● **Work request 1**
In the stock market report, decide whether each statement agrees with it: (a) Japan's Topix rose 1.4 per cent in early Asia-Pacific trading on Tuesday; (b) China's CSI 300 index fell sharply; (c) the S&P 500 closed at an all-time high. Answer each with yes or no and quote the words of the report that settle it.
● **Work request 2**
Write the next few sentences of the stock market report, picking up after its final sentence.

● **Extracted text**
○ ○ ○ ○ ○
Global stocks followed Wall Street higher as investors brushed off rising tension between the US and China and the prospect of troops being deployed to quell violent unrest on America’s streets.
In early Asia-Pacific trading on Tuesday, Japan’s benchmark Topix jumped 1.4 per cent, while indices in Australia and Hong Kong also inched higher. China’s CSI 300 index of Shanghai- and Shenzhen-listed shares was little changed after the central bank said it had earmarked Rmb400bn ($56bn) to temporarily purchase small business loans from banks, as part of measures to support lenders hit by the coronavirus outbreak.
Overnight on Wall Street the S&P 500 closed 0.4 per cent higher, extending a rally that has positioned the stock benchmark less than 10 per cent from its all-time high. US stocks have been boosted in recent weeks by hopes of a V-shaped recovery in the world’s biggest economy following the pandemic.
○ ○ ○ ○ ○
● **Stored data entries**
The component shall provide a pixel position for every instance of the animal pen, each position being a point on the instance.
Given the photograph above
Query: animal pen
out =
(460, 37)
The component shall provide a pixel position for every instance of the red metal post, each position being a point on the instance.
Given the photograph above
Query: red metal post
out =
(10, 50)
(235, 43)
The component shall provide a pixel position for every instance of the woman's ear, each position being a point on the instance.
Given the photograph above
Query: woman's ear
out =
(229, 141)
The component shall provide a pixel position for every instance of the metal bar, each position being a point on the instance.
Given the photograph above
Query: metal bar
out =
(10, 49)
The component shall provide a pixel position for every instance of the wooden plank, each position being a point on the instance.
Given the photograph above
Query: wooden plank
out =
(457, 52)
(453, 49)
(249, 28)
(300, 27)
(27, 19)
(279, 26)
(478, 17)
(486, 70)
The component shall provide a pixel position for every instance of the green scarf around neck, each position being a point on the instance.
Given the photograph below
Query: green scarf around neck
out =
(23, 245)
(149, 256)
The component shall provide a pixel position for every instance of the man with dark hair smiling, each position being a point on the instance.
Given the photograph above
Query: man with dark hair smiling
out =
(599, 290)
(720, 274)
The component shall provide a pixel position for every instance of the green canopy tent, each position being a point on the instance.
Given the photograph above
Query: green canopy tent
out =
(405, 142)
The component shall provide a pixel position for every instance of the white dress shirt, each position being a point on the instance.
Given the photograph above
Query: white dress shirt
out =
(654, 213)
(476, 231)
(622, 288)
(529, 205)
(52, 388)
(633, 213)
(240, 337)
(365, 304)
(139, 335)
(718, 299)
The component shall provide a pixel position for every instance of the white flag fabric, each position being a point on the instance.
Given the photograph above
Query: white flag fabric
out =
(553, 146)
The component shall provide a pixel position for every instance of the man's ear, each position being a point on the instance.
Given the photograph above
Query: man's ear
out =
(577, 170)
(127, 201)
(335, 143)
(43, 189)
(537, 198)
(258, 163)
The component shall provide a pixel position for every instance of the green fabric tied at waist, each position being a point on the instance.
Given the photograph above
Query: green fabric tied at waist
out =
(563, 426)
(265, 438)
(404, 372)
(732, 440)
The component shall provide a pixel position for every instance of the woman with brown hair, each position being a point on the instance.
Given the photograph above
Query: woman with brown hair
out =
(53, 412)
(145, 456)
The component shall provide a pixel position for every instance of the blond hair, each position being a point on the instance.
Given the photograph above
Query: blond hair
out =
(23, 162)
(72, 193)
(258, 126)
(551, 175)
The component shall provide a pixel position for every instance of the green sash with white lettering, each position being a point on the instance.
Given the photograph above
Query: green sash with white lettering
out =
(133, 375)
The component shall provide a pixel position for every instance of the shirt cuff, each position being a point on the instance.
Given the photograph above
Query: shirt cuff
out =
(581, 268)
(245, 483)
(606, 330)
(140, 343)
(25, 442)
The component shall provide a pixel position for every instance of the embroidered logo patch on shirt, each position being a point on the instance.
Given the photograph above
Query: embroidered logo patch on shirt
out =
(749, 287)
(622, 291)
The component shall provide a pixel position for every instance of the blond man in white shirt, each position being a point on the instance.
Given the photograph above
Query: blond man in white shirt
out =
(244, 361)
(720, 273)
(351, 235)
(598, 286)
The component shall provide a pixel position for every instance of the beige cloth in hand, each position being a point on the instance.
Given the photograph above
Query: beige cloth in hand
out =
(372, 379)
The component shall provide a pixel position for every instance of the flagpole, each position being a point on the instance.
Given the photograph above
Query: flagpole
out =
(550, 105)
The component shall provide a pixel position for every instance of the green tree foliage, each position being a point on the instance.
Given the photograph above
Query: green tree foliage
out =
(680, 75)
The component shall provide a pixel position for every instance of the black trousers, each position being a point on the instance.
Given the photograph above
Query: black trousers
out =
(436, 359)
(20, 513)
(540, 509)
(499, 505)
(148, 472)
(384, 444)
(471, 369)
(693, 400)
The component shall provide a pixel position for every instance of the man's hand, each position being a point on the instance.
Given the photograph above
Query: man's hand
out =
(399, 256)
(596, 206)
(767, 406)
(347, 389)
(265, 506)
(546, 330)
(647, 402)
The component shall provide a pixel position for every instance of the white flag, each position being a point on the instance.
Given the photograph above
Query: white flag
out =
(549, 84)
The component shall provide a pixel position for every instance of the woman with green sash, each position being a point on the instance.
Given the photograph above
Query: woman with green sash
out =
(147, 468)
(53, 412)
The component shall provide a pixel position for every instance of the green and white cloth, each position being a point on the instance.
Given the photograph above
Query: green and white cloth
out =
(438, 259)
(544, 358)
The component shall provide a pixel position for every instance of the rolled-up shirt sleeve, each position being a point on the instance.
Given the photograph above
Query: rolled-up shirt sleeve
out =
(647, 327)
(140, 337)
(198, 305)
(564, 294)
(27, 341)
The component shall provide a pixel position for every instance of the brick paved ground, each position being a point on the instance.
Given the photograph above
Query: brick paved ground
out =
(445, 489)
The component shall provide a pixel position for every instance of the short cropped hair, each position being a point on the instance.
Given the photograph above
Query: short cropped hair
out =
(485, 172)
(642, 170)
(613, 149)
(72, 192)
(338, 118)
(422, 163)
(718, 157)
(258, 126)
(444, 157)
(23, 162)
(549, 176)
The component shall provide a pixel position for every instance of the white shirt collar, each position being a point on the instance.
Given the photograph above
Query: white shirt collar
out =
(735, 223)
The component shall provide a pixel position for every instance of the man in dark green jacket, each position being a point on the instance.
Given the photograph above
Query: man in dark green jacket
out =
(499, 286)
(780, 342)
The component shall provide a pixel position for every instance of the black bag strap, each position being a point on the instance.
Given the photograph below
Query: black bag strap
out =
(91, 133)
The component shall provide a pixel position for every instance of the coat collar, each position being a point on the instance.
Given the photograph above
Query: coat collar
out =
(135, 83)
○ ○ ○ ○ ○
● **Exercise response 1**
(a) Yes: "Japan’s benchmark Topix jumped 1.4 per cent"
(b) No: "China’s CSI 300 index of Shanghai- and Shenzhen-listed shares was little changed"
(c) No: "positioned the stock benchmark less than 10 per cent from its all-time high"

● **Exercise response 2**
But futures markets tipped the S&P 500 to slip 0.4 per cent when trading begins later on Tuesday. On Monday after the market’s close, President Donald Trump warned that he would send in the military to clamp down on cities that have been hit by violent unrest following the death of an unarmed black man at the hands of police.
Analysts said that threatened to undermine a positive US markets narrative characterised by investor optimism over the gradual easing of lockdowns across the country. Some also fear there is a risk that Covid-19 could spread among large groups of protesters, leading to a second wave of infections.
“Not only does the violence and damage to property hinder the reopening of the economy, but it surely also creates a hotbed for renewed infection as well as worry about pepper spray and rubber bullets,” said Robert Carnell, head of Asia-Pacific research at ING. “The US new [coronavirus] case numbers have been fairly steady recently . . . it wouldn’t take a lot for them to start rising again.”
Tumult in US cities is not the only factor that investors believe could weigh on the recent equity rally, with tension between Washington and Beijing having resurfaced in recent weeks.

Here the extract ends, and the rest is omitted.